PROMPT:
Repeat the records below word for word, but start at the line that contains "Guideline — for every instance of the distant", stop after the last line, and include nothing else.

EXERCISE MATERIAL:
╔══
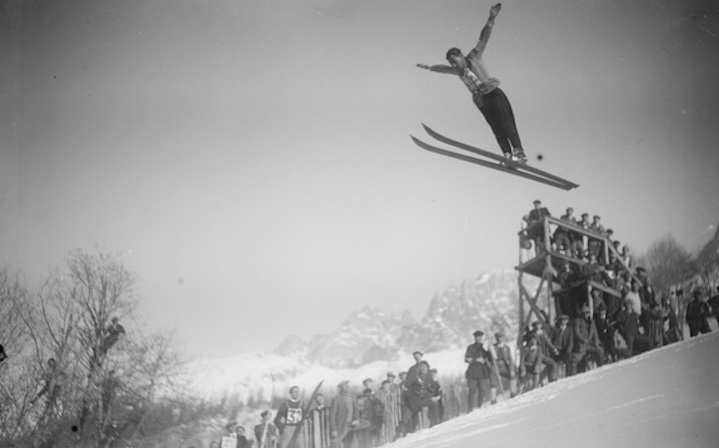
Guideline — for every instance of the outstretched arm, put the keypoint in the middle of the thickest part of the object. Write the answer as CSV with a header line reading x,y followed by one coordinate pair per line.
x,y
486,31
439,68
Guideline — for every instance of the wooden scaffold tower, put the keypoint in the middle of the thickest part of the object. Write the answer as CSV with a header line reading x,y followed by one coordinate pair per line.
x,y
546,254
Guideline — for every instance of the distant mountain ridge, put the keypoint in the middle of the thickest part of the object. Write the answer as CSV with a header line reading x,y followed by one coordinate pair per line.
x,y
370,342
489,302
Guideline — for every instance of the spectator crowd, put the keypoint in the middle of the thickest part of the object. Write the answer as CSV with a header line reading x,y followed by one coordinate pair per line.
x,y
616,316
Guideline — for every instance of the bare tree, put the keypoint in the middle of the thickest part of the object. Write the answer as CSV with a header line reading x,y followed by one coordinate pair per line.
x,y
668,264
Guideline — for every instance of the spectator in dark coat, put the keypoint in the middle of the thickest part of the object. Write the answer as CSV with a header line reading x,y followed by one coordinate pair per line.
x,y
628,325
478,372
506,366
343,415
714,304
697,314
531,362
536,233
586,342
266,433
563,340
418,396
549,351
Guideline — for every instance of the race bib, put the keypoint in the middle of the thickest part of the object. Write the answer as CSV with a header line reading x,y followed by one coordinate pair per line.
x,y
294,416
╚══
SOLUTION:
Guideline — for every instance of the distant mountain ridge, put the keypoint in the middle of the thickest part of the object. Write the answer as CSV with a header line reading x,y followed by one coordinate pair per line.
x,y
370,342
489,302
Guideline — for every instance of the spectator crowd, put the keypoint in the middle of the thickest part of the object. Write the answer as CSV with a header line reading x,y followed by one coordinate pair per line.
x,y
616,316
Guideline — for every instance of the bare tree, put the keypoint in the middle of the thickest part of the object. Write the answer as CSV with a header line reading x,y followed by one coordinate pair per line.
x,y
668,264
Guideline — for every instance of the spectator in dark coat, put the keypoint in the middle of the thickest part of the object. Write the answer as CSV with a header line reading x,y followed by one coordinate pair per line.
x,y
628,325
478,372
506,366
343,415
714,304
697,314
531,362
536,233
586,342
266,433
563,340
418,396
549,351
Guideline — for every instance of the race bib, put the keypoint in the middle of the thickest part of the object. Write the answer as CSV with a header line reading x,y followed by one coordinate pair per line.
x,y
294,416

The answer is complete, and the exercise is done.